Document text:
# Florida State University



## cinema (Apr 8, 2007)

Did anyone apply to the directing, production or screenwriting program at Florida State University?  Accepted?  Rejected?


----------



## KtoI (Apr 9, 2007)

rejected.


----------



## Stephen Bell (May 25, 2007)

Interviewed for both the Directing and Screenwriting programs.

Waitlisted for both.

HOPING and PRAYING something opens!


----------



## yawnface86 (May 25, 2007)

good luck stephen


----------



## Stephen Bell (May 28, 2007)

Yea thanks, I'm gonna need it!


----------



## yawnface86 (Jun 4, 2007)

Let me know how it went


----------



## cinema (Jun 7, 2007)

Hi guys,

I haven't been on this forum in a while. I got in the production (directing) program. Will anyone be my classmate this fall?

I hope they remove you from the wait list, Stephen.


----------



## Stephen Paratore (Jul 12, 2007)

I actually live and work just outside of FSU and I applied last year and got rejected. I don't think they like yankees (what the old south call us northerners) or just accepts students in their undergraduate film program.

I went there saw the campus, nothing to write home about actually, let alone its on the exact opposite side of hollywood. In my opinion, snide.


----------



## KtoI (Jul 13, 2007)

hey, this is only the grad. one? Boo. Anyway, i was rejected from the film school but am going there as Communications major anyway.[/Undergrad.]


----------



## Stephen Bell (Jul 16, 2007)

Hey all,
I was accepted to the Production graduate program and will be attending come August. I'm really pumped about it. And as to scoffing at the campus, all I can say is that the school's film facilities are great, and as those of us who were accepted will probably spend the majority of our lives within that one building, the rest of the campus will matter little. That is, aside from the bars lol

Anyone know where they are living yet?


----------

Provided material:
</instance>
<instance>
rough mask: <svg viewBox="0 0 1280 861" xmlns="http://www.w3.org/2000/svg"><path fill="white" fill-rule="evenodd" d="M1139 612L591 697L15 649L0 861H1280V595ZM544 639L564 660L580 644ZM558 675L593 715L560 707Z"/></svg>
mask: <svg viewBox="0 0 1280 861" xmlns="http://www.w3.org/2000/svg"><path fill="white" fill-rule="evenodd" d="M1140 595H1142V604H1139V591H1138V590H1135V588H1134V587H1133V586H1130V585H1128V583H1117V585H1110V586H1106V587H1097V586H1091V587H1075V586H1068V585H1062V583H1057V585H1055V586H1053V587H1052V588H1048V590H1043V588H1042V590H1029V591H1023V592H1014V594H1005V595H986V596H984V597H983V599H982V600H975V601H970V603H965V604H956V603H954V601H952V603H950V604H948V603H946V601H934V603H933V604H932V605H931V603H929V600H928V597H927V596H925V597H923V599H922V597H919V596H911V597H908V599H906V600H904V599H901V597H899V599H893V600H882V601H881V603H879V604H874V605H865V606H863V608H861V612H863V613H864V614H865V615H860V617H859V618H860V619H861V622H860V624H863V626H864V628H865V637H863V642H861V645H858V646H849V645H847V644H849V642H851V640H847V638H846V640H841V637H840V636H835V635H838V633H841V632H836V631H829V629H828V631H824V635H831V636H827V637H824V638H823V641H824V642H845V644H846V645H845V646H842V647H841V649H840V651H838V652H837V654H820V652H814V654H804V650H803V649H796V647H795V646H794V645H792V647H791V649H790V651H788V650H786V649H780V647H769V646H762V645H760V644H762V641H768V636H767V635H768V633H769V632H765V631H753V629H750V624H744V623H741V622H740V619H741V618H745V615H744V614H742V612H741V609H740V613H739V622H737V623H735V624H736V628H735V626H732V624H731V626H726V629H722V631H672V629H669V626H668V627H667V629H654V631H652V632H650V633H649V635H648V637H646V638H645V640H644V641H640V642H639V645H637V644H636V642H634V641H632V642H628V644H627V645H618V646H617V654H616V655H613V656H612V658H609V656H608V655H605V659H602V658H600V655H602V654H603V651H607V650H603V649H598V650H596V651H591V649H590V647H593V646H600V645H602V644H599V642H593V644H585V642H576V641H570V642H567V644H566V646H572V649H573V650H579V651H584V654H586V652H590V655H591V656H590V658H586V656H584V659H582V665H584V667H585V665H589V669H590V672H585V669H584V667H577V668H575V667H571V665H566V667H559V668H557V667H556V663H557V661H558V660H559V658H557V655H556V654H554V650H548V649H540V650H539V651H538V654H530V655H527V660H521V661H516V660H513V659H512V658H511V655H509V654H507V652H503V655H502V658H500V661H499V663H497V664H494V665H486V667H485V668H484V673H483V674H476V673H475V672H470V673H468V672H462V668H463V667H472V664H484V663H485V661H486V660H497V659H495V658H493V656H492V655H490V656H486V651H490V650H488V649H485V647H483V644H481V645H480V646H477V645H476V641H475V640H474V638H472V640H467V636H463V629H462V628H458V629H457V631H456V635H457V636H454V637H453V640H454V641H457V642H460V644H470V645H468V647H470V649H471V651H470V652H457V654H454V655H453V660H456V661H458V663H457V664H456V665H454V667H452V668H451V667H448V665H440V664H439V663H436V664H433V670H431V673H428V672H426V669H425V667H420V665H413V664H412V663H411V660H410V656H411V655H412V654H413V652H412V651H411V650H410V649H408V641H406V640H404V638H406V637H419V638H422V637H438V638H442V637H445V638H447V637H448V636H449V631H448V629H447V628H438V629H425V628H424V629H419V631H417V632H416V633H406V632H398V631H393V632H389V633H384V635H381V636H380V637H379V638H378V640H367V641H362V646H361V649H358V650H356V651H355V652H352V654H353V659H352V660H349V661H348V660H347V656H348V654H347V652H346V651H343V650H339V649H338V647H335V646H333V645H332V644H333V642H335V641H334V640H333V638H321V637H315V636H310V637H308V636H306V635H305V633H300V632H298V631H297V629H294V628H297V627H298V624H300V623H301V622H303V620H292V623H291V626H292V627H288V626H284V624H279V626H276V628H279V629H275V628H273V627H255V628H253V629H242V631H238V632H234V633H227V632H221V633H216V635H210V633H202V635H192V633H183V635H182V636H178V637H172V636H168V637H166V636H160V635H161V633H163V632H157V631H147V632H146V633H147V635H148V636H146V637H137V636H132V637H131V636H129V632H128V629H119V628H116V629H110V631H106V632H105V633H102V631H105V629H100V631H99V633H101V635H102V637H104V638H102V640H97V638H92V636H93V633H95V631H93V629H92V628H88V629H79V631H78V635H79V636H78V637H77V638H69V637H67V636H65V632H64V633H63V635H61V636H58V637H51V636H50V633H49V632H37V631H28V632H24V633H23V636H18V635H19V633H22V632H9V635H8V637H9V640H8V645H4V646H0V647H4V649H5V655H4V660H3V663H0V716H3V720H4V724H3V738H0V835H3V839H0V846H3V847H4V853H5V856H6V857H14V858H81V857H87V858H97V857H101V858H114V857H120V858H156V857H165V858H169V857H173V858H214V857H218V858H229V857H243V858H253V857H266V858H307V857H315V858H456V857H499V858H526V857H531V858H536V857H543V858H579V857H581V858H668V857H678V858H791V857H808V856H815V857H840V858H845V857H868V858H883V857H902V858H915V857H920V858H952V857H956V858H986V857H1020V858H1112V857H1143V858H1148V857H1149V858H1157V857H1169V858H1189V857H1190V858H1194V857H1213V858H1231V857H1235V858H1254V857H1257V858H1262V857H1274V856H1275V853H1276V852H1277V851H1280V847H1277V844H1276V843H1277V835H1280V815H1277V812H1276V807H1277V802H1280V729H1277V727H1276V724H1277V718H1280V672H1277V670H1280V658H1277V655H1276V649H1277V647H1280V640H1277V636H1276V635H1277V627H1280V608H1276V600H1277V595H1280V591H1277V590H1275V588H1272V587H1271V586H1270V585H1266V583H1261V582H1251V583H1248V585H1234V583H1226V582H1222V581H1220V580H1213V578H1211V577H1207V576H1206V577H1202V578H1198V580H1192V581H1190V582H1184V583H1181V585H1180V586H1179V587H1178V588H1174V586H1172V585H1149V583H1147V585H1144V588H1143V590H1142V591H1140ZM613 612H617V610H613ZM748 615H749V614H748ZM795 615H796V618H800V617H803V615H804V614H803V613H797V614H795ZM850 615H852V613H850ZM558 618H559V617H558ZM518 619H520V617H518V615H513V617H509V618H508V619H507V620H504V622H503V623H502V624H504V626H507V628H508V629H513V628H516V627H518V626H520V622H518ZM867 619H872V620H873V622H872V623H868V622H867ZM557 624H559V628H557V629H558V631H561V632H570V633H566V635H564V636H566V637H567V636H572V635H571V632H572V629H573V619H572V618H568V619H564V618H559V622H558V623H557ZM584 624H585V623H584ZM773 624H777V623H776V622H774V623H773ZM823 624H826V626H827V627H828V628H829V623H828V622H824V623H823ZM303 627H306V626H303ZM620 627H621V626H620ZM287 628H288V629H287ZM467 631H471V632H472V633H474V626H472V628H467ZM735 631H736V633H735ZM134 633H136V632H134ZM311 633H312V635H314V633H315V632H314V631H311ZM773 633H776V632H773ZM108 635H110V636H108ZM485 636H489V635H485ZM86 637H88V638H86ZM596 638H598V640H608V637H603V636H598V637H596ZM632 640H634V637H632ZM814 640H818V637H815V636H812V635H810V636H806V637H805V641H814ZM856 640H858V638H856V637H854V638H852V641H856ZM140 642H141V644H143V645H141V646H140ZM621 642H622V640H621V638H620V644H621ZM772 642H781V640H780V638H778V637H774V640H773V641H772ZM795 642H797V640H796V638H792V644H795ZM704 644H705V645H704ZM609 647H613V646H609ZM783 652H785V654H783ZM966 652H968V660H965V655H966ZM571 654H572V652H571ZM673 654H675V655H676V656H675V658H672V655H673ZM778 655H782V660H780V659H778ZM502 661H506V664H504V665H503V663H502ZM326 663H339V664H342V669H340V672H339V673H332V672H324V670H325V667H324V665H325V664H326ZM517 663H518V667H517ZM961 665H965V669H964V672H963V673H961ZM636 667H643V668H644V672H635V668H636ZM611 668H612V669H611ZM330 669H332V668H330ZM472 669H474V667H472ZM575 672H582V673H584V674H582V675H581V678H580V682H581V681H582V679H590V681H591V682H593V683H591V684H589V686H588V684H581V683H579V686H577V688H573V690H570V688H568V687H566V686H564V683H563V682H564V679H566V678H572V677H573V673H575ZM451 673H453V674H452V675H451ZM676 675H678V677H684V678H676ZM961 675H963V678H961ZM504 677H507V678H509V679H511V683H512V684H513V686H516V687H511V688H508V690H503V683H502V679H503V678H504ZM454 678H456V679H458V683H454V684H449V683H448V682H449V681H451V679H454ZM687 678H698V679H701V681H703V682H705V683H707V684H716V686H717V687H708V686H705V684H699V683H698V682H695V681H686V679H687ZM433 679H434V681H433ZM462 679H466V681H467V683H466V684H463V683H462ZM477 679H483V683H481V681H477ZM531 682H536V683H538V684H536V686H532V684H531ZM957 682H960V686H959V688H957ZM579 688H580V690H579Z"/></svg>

Problem 1:
Give the forum thread again from "## Stephen Bell (May 25, 2007)" up to and including "yawnface86 (May 25, 2007)", swapping "Waitlisted" for "Rejected".
Problem 2:
In the forum thread, which program does Stephen Bell say he was accepted to in his post of Jul 16, 2007?
Problem 3:
List every distinct username that posts in the forum thread.
The listing plays no part in this work.

Worked solution 1:
## Stephen Bell (May 25, 2007)

Interviewed for both the Directing and Screenwriting programs.

Rejected for both.

HOPING and PRAYING something opens!


----------



## yawnface86 (May 25, 2007)

Worked solution 2:
The Production graduate program.

Worked solution 3:
cinema, KtoI, Stephen Bell, yawnface86, Stephen Paratore